===== AVAILABLE DATA
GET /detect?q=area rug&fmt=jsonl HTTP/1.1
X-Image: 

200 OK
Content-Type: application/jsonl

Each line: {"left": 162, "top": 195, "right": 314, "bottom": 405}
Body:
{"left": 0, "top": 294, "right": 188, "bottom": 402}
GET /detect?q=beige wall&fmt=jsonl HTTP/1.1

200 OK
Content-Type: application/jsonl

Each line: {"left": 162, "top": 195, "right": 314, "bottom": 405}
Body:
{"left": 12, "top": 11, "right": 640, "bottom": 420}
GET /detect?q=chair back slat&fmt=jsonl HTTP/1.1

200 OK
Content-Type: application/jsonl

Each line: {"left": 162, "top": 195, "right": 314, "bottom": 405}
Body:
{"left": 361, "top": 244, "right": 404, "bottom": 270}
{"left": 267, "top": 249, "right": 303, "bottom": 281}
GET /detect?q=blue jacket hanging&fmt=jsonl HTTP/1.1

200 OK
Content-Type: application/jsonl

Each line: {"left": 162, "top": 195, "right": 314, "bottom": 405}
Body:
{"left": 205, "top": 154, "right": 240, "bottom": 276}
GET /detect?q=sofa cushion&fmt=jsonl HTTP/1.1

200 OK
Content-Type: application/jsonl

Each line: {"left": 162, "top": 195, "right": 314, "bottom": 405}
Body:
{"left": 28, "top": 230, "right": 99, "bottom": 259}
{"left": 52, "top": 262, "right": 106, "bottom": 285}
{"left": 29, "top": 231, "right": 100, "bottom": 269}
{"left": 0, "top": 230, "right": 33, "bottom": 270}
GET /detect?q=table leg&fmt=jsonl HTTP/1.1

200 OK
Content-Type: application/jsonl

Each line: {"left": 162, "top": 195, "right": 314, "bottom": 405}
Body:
==========
Scan the material above for the string "HTTP" and return the lines that hold it.

_ANSWER BOX_
GET /detect?q=area rug&fmt=jsonl HTTP/1.1
GET /detect?q=beige wall&fmt=jsonl HTTP/1.1
GET /detect?q=chair back slat&fmt=jsonl HTTP/1.1
GET /detect?q=blue jacket hanging&fmt=jsonl HTTP/1.1
GET /detect?q=sofa cushion&fmt=jsonl HTTP/1.1
GET /detect?q=table leg&fmt=jsonl HTTP/1.1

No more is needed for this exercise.